(Dataset excerpts)
BEGIN

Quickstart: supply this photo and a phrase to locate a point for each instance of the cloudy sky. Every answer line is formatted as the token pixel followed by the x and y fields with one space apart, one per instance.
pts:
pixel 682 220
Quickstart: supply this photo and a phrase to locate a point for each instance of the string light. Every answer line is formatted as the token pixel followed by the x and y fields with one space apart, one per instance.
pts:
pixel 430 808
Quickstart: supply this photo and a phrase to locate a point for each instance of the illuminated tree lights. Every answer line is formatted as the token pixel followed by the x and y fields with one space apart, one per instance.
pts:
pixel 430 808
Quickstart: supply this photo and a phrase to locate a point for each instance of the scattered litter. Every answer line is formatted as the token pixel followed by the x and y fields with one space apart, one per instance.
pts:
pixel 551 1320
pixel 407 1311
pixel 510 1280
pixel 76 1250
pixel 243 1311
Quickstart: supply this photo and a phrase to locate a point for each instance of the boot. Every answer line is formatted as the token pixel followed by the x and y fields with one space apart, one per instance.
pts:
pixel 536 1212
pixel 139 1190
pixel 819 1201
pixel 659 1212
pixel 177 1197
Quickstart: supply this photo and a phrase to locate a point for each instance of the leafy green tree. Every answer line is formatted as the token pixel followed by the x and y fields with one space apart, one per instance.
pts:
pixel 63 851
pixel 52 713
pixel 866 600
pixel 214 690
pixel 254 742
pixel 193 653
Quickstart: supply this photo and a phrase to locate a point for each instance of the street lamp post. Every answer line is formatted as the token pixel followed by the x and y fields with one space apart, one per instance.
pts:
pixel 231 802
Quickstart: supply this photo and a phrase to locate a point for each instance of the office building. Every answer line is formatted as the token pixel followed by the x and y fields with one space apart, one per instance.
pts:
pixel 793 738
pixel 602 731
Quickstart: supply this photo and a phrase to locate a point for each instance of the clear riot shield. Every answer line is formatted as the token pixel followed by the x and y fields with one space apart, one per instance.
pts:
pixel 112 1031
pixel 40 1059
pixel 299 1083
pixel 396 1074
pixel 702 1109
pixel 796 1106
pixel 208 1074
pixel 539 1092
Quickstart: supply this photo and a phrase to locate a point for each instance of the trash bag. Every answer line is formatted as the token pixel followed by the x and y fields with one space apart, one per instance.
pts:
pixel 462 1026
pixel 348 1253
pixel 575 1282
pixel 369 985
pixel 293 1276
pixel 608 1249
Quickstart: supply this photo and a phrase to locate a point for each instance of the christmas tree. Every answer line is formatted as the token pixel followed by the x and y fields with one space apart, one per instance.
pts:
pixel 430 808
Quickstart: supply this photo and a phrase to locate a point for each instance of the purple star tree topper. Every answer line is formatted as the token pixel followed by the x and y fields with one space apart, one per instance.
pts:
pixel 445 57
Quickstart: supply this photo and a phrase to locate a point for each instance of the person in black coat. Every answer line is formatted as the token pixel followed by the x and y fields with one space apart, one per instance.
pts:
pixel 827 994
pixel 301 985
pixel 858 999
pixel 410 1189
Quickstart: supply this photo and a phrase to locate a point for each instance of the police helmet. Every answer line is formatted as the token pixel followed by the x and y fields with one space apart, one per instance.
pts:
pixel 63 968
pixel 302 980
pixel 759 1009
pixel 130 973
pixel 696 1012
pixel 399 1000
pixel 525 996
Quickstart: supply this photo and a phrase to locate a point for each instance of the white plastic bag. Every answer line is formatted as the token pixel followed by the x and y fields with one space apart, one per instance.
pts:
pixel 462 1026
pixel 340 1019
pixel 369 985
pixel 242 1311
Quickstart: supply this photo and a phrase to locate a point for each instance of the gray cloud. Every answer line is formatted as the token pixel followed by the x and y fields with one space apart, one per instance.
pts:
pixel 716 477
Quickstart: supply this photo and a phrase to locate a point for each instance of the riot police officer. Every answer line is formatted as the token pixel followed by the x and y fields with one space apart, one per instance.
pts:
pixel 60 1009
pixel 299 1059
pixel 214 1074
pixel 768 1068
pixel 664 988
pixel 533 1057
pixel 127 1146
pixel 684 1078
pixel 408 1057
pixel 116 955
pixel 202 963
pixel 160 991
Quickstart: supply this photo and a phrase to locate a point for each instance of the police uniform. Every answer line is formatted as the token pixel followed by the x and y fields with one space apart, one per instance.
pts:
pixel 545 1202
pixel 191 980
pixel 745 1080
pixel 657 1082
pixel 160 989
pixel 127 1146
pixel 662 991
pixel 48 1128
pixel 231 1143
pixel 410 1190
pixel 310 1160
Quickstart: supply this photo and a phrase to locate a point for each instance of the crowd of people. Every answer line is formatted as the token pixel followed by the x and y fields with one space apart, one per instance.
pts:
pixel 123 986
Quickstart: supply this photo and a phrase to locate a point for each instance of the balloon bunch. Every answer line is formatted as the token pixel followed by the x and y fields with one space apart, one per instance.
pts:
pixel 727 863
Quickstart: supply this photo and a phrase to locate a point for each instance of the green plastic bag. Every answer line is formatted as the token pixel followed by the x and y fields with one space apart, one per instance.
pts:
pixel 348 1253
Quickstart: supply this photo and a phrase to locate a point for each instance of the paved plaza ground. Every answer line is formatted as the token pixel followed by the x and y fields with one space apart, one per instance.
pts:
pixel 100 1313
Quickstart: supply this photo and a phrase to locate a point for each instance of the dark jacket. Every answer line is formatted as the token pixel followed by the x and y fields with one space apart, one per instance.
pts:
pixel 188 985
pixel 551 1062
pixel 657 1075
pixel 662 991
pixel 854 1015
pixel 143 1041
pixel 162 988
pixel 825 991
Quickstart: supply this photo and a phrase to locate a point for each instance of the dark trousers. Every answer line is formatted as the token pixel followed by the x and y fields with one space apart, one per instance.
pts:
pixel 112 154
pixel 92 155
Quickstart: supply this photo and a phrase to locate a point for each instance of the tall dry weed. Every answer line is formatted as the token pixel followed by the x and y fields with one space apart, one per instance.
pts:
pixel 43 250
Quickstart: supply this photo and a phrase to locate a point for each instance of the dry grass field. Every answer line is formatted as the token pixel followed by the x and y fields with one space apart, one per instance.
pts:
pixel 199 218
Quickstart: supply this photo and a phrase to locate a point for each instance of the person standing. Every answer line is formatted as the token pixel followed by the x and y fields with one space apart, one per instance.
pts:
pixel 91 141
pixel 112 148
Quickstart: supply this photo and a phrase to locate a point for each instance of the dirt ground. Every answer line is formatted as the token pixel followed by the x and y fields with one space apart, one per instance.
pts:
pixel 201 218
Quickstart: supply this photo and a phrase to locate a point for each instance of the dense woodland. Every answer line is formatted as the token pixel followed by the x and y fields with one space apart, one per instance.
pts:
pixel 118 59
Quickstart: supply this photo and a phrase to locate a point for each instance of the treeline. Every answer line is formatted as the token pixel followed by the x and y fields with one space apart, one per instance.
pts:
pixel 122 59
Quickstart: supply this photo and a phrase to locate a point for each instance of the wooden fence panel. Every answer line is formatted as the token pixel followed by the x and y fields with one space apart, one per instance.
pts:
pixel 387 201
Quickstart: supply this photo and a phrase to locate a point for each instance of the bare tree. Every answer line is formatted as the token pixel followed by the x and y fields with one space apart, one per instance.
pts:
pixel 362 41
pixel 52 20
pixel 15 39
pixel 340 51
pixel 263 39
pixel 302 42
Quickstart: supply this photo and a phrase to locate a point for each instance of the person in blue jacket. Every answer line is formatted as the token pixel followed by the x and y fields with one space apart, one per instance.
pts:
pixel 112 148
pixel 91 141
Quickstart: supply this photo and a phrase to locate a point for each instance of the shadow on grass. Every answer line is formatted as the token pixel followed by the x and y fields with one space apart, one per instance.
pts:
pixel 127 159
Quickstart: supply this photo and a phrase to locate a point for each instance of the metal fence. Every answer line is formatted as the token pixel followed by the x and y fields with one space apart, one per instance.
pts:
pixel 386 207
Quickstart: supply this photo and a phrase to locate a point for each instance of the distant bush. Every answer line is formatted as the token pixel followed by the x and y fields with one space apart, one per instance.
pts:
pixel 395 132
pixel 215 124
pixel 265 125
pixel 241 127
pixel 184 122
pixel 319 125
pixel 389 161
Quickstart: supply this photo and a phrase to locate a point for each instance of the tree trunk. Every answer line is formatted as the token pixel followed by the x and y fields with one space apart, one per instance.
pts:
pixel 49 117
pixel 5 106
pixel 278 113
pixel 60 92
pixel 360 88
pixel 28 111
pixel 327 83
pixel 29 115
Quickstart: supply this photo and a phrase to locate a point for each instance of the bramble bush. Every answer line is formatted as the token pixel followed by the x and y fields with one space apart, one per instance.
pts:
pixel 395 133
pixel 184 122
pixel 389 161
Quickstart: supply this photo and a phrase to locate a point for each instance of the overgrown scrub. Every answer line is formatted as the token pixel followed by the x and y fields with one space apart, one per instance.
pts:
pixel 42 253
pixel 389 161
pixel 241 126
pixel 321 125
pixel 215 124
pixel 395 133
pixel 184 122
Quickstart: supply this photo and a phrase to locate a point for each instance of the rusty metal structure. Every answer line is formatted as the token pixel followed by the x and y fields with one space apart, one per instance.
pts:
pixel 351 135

END

• BRIEF
Pull every line containing "riot" out of the data above.

• ANSWER
Quickstart: supply this photo and a phrase to locate a point for each instance of the clear riot shield. Every answer line is formatted as the token pixel followed by the x and y fields with one space apart, one per instance.
Quickstart: supply this photo and a phrase to locate a point for each instance of the riot police officer. Every answer line is formatted as the token pixel followed by the x and y fields with one space apart, one per instance.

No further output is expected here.